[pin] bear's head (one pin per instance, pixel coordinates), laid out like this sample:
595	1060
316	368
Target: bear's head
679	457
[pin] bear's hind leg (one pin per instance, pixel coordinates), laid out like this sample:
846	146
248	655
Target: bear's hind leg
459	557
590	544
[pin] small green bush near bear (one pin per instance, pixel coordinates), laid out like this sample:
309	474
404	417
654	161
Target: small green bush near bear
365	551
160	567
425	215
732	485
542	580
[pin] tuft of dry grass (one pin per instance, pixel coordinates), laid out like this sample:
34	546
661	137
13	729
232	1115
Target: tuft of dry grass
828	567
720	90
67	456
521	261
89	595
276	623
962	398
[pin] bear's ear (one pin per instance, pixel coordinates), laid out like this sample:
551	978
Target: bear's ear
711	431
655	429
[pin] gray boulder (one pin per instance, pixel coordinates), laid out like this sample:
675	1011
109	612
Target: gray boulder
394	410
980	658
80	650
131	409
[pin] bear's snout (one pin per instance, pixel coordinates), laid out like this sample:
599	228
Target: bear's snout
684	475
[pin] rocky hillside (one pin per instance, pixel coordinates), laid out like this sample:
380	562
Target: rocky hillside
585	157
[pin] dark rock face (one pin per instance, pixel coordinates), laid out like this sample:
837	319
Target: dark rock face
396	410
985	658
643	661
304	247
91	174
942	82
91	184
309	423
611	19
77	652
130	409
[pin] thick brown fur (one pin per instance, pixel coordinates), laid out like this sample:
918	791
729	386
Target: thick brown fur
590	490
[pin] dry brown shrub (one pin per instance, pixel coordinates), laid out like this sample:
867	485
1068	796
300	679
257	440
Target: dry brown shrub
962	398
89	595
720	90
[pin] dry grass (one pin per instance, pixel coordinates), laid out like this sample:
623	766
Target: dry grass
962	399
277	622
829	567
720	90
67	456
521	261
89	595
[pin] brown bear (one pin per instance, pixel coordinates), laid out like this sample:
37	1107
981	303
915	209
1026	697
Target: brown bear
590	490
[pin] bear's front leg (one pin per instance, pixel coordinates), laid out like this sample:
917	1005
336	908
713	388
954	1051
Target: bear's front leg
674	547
──────────
Give a verbatim copy of the material above.

[Written reply]
[pin] bear's head (one pin per instance, pixel coordinates), laid out like this sample:
595	1060
316	368
Target: bear's head
679	457
[pin] bear's hind leg (one pin per instance, pixel coordinates), laid out like this sample:
846	146
248	655
Target: bear's hind leg
459	557
590	544
[pin] small green bush near bear (one pin per instance, pixel coordinates), laid out like this sample:
309	474
404	417
654	161
Target: small green bush near bear
365	551
160	567
425	215
732	485
542	580
[pin] tuft of dry grass (one pin per instance, pixel coordinates), laid out like this sample:
34	546
661	137
13	729
232	1115
Target: tuft of dry grass
828	567
720	90
67	456
521	261
89	595
276	623
962	398
[pin] bear's ear (one pin per instance, pixel coordinates), laid out like this sample:
551	978
Target: bear's ear
711	431
655	429
[pin] gray boulder (one pin per instance, pixel coordinates), laid out like this sample:
675	1011
109	612
Target: gray boulder
394	410
980	658
80	650
131	409
[pin] bear's snout (one pin per instance, pixel coordinates), laid out like this sample:
599	228
Target: bear's snout
684	475
[pin] rocky hillside (one pin per instance, pixel coordinates), laid out like this sample:
380	562
Target: rocky hillside
585	157
[pin] dark rock face (one pin per instance, pixel coordinates), laid out like this sample:
837	319
Target: dark rock face
396	410
985	658
643	661
304	247
91	174
942	82
91	184
309	423
611	19
77	652
130	409
[pin] thick brown fur (one pin per instance, pixel coordinates), laid out like this sample:
918	791
729	386
Target: thick brown fur
590	490
[pin] dry brown shrub (one pin per instance, pixel coordinates), laid out like this sample:
867	485
1068	796
300	679
257	440
Target: dry brown shrub
962	398
89	595
720	90
[pin] dry grass (one pin per instance, pixel coordinates), laid out like this sample:
623	766
Target: dry grass
962	399
277	622
829	567
720	90
67	456
521	261
89	595
[pin] brown bear (one pin per instance, pixel coordinates), laid out like this sample:
37	1107
981	303
915	209
1026	697
Target: brown bear
590	490
[pin] bear's front leg (one pin per instance, pixel coordinates), laid out like this sample:
917	1005
336	908
713	388
954	1051
Target: bear's front leg
674	547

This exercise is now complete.